[Excerpted text]
Shi Chunxia
- Sport country: China

= Shi Chunxia =

Chinese snooker player

Shi Chunxia (石春霞) is a Chinese snooker player. She was runner-up in the 2013 IBSF World Snooker Championship for Women.

==Biography==
Shi was the runner-up in the 2013 IBSF World Snooker Championship. She won all of her group games, (3–0 Arantxa Sanchis, 3–0 Dalia Alska, 3–1 Daria Sirotina, 3–0 Amy Claire King, 3–0 Judy Dangerfield, and 3–1 Manon Melief) before beating Nikoleta Nikolova in the last 16. Her quarter-final against Amornrat Uamduang went to the deciding frame, with Shi going through 4–3. Her semi-final also went to the last frame, where she registered a 4–3 victory over future World Women's Snooker Champion Ng On-yee. In the final, Wendy Jans won the first two , with Shi taking three of the next four to level at 3–3. Jans then won the last two frames to take the title. Jans admitted that the last two frames of the final were closely fought, and attributed her win to her greater experience.

[Provided material]

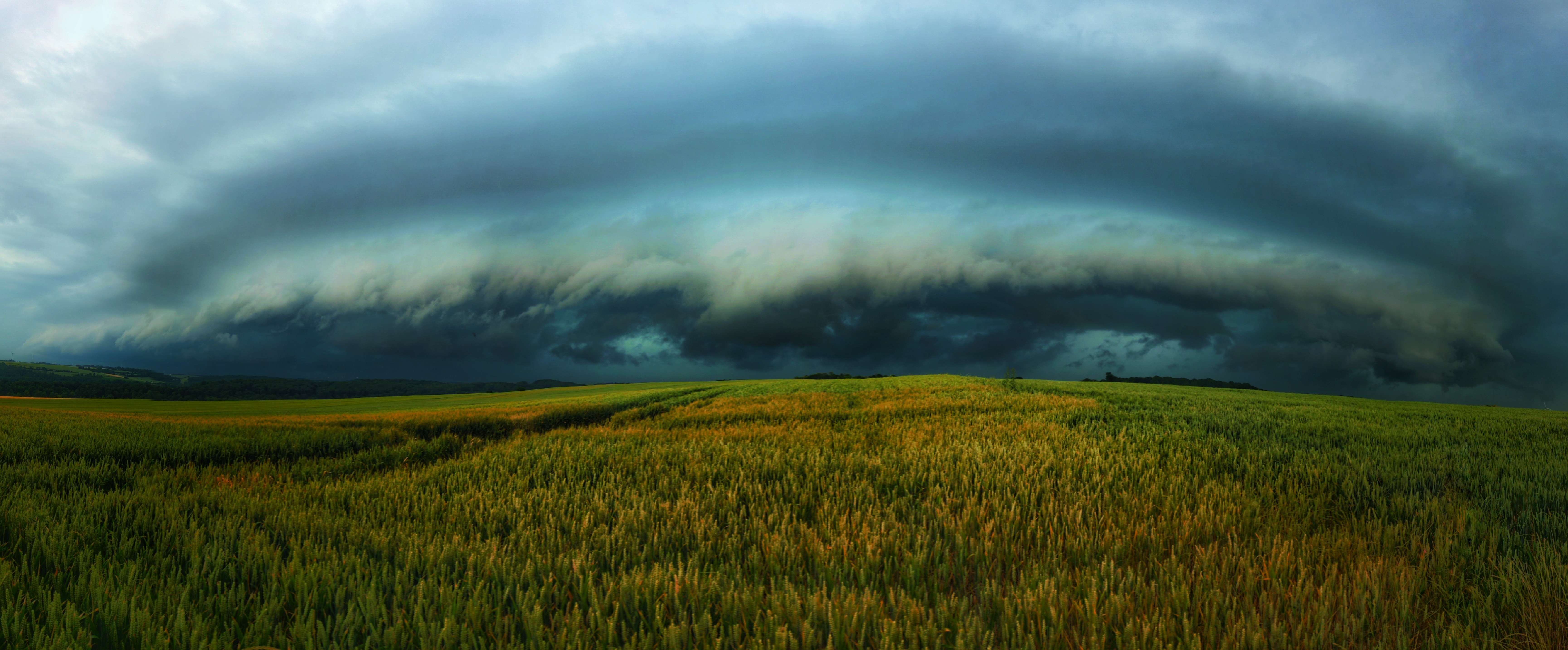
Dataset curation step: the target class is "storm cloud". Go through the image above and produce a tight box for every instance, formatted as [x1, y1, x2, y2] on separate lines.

[Exercise instructions]
Write the next part of the Shi Chunxia biography, starting after its final sentence.

[Written response]
In 2019 she joined the World Women's Snooker circuit, and in the 2019 World Women's 10-Red Championship, her first event, gained wins over Jenny Poulter, Ploychompoo Laokiatphong and Maria Catalano, before losing 3–0 to Reanne Evans in the semi-final.

Having taken part in only two events on the women's snooker circuit, Shi began the 2019–20 season ranked 44th.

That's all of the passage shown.